---------- Document passage
# Forum > News > OC News >  Vote for MotM July

## Matt

*Member of the Month July
*(winner will receive $50 PayPal)

Nominees:
Ximiru
Flying Piggy
Enfeebleness
Phase228
Tinkerfoe
DeMoN
Sineater213

No self-nominations..

*Voting has now started, please vote for the winner now.. all votes are private.
*This poll will close on *08-13-2007* at *01:14 PM
best of luck to all the participants.. if you werent nominated for July, it's possible to still win in August. Previous winners/nominees can be re-nominated if their nomination reasons are consistent with their activity during the month of nominations.
*

----------


## Relz

DeMoN imo. Since he came to this site theres been tons of helpful things.

----------


## Alkhara Majere

Alkhara Majere's vote goes to Flying Piggy, for his backspace spam/program among other things.

----------


## KuRIoS

FP, for many guides, backspace scam, cleanin up after noobs in model editing section, helping out members alot.

----------


## Phase228

I vote Flying Piggy Cuz he's cool backspace scam and animated userbar =P
and Holy-Crap iam nominated!?!?!
howd i get up there?!
( i like it though) heheheh

----------


## Nugma

Flying Piggy for his bawxspace scamz.
Though i felt like voting for Alk first:P

----------


## Flying Piggy

Thank you Alk , KuRIoS , Phase and Nugma ^^ all those made my piggy heart all warm .

Also , my vote goes to  DeMoN for his Microsoft bot (i haven't used it , but it was a great share) .

----------


## Enfeebleness

I gotta go with Demon. Loved the guides that you can apply to real life, to get real physical objects  :Smile:

----------


## Innit

Mines gotta go to DeMoN, for his numerous contibutions, aswell as MMOwned sister site.

Plus it looks like Flying Piggy was winning, and my vote was between the two.

----------


## EliMob441

Demon, he got me a zune, headphones and vista, and fp alrdy a supa mod he got it all :P

----------


## Itazuki

My vote goes to my arch nemesis, Teh Flying Piggy.
No specific reason why. 

* Cough * i'll take your job someday *
 Cough *

----------


## Snake-Eyes

my vote goes to phase, he always helps me out whenever I need it!

----------


## Phase228

well there it seems like a tie between flying piggy and.....DeMoN.....and im 3rd so far in the runner-up one vote WooT!

----------


## Gelormino

My vote goes to Phase..... He's been helping me out alot recently  :Smile:

----------


## Gelormino

Hes brainstorming the reason why Private Servers hate me  :Frown:

----------


## Dimmy353

I vote Flying Piggy , no idea because

----------


## Errage

Flying Piggy, so very helpful, I've been glad he's been here ever since I joined MMOwned :O

----------


## DJ Zodiac

I vote for phase! :Sylvia:

----------


## vivec45

sineater213 because he helped me out a lot..
--------------------
§ **Exercise instructions**
1 > Can you duplicate, word for word, the stretch of the voting thread from "Alkhara Majere's vote" through "out members alot."?
2 > How would you render this sentence from the voting thread in Spanish: "Previous winners/nominees can be re-nominated if their nomination reasons are consistent with their activity during the month of nominations."?
The listing after this thread comes from a different source.
---------- Given material
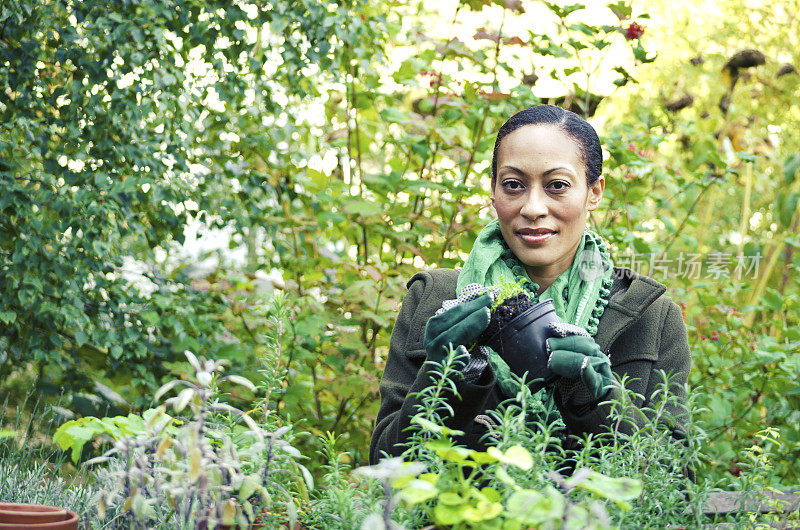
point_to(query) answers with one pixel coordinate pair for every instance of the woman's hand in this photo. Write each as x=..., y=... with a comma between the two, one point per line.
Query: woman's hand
x=460, y=325
x=574, y=354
--------------------
§ **Responses in order**
1 >
Alkhara Majere's vote goes to Flying Piggy, for his backspace spam/program among other things.

----------


## KuRIoS

FP, for many guides, backspace scam, cleanin up after noobs in model editing section, helping out members alot.

2 > Los ganadores o nominados anteriores pueden volver a ser nominados si los motivos de su nominación son coherentes con su actividad durante el mes de las nominaciones.